Stored data
________

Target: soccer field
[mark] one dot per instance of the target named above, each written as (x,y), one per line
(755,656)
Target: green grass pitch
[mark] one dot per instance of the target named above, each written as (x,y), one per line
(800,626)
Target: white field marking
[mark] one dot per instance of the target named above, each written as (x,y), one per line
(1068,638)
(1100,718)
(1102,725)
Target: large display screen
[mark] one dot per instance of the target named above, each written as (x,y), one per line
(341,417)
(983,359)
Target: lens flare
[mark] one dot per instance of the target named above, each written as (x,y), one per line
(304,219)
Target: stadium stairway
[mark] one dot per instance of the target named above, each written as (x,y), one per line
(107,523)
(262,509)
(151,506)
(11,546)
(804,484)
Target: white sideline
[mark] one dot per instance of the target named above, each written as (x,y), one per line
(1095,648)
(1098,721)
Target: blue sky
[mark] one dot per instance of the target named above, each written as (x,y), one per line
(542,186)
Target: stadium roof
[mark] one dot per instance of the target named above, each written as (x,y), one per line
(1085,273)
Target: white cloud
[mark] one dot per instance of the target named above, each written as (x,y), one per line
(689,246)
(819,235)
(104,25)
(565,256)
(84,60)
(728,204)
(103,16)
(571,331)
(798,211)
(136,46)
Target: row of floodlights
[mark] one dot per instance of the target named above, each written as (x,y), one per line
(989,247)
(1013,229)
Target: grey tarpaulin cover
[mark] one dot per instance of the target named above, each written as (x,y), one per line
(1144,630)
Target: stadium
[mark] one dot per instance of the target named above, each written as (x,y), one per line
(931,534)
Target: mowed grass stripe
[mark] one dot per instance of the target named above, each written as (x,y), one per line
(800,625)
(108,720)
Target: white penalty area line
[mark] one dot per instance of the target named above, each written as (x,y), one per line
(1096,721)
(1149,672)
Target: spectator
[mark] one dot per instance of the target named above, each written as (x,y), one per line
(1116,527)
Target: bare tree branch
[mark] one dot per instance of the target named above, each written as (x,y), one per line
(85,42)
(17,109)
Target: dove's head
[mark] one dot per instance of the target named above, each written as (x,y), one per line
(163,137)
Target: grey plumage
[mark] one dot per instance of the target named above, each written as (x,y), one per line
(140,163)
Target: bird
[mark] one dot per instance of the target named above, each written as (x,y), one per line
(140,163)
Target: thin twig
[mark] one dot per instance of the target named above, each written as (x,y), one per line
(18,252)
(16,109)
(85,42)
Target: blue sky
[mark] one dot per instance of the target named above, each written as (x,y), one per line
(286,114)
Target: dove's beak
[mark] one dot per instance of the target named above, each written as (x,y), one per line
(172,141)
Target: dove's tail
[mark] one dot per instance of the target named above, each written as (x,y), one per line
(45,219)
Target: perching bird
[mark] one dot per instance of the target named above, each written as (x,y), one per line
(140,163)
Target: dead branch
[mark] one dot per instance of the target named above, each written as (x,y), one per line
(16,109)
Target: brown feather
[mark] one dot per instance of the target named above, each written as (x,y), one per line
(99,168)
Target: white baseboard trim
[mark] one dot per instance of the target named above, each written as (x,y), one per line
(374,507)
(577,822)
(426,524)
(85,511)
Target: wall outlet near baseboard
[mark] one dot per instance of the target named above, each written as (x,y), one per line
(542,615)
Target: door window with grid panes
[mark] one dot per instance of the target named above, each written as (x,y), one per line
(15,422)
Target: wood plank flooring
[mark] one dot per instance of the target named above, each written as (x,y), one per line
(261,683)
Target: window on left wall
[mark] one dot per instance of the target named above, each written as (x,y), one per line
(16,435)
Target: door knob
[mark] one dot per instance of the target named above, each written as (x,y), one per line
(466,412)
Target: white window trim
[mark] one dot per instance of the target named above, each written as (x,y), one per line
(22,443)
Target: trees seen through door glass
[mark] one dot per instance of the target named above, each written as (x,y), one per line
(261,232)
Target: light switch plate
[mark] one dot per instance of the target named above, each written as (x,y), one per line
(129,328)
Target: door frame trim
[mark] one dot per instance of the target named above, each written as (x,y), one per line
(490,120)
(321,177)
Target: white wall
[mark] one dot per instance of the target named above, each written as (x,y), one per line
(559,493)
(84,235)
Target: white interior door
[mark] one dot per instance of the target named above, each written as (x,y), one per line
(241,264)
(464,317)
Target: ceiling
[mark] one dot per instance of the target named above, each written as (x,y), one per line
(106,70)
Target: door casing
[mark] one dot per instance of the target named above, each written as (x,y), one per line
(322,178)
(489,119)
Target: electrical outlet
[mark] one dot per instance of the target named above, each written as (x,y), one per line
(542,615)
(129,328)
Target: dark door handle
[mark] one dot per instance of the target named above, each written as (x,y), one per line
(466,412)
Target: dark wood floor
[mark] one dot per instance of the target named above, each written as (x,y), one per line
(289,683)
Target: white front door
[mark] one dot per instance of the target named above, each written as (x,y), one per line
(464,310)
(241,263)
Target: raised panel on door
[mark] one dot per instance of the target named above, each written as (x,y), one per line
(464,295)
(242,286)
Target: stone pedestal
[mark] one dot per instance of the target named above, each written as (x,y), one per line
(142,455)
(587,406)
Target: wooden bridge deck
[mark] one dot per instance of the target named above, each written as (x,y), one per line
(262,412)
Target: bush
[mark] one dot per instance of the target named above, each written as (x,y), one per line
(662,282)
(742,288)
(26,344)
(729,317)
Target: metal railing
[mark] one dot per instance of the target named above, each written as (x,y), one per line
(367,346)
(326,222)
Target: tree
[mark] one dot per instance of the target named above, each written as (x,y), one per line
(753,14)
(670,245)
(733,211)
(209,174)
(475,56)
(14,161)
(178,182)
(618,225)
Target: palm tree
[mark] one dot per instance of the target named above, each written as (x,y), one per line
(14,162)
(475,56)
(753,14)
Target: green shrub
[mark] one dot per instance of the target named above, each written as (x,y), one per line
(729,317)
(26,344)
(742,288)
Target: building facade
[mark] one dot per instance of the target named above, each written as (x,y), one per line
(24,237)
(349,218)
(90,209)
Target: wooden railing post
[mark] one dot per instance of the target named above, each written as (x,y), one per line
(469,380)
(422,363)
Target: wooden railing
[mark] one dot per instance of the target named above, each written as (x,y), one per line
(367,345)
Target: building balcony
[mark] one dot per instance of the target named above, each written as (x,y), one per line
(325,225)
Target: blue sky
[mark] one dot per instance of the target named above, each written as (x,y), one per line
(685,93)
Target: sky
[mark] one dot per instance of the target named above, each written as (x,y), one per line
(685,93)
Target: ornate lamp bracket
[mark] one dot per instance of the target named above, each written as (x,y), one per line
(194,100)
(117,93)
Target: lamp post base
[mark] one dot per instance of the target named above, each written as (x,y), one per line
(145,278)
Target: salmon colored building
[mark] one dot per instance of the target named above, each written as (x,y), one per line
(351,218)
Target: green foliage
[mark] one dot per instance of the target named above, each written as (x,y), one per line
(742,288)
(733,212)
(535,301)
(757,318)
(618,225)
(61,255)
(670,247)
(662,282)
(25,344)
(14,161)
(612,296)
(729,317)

________

## Your task
Could you give the number of lines in the entries that contain the string "field"? Only the number, please.

## Completed task
2